---- Study material

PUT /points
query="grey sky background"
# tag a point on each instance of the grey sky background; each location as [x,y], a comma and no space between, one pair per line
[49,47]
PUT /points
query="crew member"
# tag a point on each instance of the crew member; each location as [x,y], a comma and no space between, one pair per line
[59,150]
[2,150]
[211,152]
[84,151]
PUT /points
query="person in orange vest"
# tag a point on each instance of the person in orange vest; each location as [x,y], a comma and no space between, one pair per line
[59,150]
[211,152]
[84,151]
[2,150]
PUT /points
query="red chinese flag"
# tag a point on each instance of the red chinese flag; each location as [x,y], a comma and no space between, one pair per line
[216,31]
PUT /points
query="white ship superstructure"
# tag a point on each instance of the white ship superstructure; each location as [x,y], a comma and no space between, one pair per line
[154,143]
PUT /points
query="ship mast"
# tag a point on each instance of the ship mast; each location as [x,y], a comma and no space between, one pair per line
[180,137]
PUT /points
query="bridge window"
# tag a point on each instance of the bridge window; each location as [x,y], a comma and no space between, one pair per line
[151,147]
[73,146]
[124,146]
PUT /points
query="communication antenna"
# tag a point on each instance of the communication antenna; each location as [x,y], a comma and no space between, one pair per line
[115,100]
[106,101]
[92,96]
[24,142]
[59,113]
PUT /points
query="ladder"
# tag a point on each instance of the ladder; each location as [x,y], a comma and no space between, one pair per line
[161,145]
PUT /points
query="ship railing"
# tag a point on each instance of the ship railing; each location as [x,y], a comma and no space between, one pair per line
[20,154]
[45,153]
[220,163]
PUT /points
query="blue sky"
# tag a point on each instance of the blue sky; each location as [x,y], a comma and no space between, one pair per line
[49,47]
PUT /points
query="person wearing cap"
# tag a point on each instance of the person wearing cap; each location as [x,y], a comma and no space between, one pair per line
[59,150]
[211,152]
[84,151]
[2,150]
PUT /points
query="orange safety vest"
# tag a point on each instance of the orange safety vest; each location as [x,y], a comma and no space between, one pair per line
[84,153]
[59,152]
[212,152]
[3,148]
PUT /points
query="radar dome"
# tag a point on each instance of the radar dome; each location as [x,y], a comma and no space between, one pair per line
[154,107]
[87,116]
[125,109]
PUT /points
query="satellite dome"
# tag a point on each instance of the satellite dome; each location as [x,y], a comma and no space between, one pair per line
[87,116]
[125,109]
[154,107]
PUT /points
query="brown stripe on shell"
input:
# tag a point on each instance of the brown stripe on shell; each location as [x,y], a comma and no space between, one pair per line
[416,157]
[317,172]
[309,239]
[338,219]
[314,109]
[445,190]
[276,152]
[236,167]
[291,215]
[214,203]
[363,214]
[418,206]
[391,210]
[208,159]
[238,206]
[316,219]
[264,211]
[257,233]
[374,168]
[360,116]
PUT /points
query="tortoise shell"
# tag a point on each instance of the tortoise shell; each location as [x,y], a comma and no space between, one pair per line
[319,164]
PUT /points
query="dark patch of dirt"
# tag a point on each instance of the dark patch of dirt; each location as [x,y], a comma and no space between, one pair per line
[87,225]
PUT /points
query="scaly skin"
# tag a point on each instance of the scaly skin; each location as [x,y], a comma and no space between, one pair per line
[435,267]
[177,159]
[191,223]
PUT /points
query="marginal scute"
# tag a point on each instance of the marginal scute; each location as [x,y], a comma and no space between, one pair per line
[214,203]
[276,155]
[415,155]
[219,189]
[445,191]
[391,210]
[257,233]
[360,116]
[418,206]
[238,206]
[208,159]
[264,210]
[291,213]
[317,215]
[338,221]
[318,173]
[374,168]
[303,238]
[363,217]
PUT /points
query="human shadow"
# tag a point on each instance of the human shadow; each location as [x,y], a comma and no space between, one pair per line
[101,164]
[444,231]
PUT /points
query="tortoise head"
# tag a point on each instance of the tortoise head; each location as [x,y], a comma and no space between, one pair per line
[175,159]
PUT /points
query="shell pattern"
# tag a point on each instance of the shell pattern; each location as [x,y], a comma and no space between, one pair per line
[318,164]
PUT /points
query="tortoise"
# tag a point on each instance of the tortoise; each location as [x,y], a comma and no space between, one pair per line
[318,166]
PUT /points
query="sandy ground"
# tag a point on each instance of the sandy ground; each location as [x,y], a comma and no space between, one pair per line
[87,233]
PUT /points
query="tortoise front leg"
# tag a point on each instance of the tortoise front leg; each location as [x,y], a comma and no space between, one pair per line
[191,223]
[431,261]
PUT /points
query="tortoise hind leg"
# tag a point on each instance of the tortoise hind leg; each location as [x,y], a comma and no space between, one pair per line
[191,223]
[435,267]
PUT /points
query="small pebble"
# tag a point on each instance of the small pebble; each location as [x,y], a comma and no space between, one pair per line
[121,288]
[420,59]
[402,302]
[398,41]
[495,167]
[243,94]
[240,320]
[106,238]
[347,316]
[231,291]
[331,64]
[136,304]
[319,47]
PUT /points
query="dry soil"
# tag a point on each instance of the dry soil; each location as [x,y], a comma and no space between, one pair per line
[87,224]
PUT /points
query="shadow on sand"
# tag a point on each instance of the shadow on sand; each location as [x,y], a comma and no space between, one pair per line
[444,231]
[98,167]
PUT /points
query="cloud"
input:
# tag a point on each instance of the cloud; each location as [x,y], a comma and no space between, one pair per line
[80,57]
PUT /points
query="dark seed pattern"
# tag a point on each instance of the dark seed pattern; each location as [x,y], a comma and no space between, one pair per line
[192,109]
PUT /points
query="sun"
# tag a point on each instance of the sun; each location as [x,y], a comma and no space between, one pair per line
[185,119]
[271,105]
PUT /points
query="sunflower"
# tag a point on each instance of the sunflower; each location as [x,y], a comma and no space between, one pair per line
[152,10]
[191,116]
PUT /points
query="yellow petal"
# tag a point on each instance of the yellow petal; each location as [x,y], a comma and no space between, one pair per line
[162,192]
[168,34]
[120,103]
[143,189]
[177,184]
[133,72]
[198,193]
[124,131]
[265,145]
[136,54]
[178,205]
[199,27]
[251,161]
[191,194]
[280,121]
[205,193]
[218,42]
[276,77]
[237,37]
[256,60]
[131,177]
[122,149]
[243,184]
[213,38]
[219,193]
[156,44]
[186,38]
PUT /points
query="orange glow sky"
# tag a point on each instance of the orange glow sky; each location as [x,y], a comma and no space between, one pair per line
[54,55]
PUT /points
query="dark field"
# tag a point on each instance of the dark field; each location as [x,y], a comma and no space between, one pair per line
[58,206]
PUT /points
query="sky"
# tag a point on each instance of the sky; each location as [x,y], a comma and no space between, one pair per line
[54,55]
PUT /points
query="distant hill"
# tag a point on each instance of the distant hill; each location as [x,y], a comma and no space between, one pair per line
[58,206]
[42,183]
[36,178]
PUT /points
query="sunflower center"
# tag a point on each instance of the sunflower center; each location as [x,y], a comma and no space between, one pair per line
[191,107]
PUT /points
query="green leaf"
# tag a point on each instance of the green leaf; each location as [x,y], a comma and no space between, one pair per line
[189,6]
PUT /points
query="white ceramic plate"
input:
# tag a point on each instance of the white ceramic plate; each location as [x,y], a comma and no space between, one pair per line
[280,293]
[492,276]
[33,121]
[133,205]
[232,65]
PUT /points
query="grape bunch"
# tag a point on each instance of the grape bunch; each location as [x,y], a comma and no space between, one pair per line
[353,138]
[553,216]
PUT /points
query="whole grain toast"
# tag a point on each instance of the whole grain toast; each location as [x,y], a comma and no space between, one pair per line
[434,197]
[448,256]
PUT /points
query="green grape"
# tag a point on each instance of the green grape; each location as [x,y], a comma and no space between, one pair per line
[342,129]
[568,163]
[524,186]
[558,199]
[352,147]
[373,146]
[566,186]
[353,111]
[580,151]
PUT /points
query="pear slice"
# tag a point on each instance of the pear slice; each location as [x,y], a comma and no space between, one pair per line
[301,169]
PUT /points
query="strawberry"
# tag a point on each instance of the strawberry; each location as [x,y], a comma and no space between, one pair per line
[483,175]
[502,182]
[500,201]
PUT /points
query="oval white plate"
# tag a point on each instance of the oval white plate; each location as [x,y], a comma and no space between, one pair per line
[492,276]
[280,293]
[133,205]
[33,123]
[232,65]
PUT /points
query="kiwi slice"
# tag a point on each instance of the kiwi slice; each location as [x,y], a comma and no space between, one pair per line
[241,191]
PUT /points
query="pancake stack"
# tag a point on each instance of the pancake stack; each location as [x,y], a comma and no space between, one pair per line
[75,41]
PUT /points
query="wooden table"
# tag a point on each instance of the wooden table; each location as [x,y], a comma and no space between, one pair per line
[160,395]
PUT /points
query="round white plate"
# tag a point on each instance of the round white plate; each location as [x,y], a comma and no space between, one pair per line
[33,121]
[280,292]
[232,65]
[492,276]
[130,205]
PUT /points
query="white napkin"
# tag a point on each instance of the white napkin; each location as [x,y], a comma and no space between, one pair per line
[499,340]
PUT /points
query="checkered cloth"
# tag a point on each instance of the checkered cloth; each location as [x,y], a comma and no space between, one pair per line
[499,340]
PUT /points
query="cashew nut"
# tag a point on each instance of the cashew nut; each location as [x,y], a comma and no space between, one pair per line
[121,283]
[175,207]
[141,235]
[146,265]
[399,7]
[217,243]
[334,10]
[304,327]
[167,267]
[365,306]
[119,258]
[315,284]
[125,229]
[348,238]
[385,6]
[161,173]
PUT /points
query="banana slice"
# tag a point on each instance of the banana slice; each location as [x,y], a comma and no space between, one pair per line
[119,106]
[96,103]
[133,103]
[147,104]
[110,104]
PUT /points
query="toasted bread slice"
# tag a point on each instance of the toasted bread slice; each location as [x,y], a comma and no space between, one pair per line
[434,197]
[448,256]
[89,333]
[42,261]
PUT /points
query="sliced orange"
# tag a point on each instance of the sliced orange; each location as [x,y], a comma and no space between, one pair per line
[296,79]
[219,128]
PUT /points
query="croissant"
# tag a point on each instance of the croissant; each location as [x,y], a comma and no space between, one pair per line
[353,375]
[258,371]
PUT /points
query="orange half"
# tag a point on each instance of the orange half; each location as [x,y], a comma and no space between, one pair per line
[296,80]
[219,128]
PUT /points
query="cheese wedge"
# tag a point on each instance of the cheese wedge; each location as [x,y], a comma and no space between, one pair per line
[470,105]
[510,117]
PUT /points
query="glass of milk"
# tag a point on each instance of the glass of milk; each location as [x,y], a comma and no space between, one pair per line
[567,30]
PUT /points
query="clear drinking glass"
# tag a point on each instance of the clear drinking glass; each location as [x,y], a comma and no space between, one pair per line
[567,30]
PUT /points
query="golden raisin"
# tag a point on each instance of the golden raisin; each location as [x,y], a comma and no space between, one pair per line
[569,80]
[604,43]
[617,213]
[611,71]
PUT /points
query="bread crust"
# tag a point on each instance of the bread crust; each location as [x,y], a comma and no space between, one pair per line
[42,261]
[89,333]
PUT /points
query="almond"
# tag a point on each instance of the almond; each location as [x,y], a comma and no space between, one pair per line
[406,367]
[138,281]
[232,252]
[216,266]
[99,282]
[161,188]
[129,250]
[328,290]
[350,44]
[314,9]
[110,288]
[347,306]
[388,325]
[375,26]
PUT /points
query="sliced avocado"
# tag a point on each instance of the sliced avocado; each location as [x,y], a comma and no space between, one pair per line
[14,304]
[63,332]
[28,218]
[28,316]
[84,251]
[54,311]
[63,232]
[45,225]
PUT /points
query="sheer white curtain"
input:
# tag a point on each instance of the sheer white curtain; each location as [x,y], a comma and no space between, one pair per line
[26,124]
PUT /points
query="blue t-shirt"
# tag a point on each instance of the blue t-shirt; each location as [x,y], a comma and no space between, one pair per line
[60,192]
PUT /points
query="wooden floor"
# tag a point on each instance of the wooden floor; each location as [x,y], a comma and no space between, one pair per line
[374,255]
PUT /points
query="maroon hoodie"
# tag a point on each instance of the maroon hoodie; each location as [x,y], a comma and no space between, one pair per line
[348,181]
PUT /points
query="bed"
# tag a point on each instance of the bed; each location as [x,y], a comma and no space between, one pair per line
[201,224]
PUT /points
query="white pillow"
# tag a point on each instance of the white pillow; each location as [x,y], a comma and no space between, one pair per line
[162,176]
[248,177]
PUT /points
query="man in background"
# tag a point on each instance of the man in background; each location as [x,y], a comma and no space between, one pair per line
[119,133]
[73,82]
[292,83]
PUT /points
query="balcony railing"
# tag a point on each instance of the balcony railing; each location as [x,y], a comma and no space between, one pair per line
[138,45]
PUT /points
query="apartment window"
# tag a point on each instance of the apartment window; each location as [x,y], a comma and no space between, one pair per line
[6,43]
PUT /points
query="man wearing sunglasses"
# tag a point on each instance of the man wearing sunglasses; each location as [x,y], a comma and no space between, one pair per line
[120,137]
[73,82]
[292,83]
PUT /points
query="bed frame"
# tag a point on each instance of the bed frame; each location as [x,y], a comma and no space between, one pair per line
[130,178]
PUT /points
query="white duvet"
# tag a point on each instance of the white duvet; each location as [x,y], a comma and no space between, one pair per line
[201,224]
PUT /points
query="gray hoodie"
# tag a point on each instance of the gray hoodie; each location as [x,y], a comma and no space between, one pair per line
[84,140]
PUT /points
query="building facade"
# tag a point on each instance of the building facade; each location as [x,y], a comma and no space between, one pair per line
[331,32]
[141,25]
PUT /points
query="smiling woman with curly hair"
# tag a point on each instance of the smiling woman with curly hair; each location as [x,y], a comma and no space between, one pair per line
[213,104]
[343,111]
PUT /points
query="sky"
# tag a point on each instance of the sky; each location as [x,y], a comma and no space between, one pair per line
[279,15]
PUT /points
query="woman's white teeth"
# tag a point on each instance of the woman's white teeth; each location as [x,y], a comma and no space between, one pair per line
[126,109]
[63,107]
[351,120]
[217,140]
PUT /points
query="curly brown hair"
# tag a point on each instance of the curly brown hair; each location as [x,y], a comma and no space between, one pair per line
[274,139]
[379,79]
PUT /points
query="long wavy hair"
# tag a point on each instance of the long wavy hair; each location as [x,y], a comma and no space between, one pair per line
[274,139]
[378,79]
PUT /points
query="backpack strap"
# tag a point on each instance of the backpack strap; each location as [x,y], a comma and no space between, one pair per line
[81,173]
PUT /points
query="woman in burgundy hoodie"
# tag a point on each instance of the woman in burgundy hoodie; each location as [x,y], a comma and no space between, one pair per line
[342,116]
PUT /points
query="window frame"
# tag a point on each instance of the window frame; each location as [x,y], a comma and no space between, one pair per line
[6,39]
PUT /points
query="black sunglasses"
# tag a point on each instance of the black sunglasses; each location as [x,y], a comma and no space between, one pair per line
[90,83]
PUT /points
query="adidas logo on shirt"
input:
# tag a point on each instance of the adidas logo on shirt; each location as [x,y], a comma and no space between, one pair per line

--------

• The problem: If a line in the data above contains "adidas", return that line.

• Result for this exercise:
query="adidas logo on shirt"
# tag a point on each instance of the adidas logo on shirt; each location as [x,y], a comma and no space between, one pair per line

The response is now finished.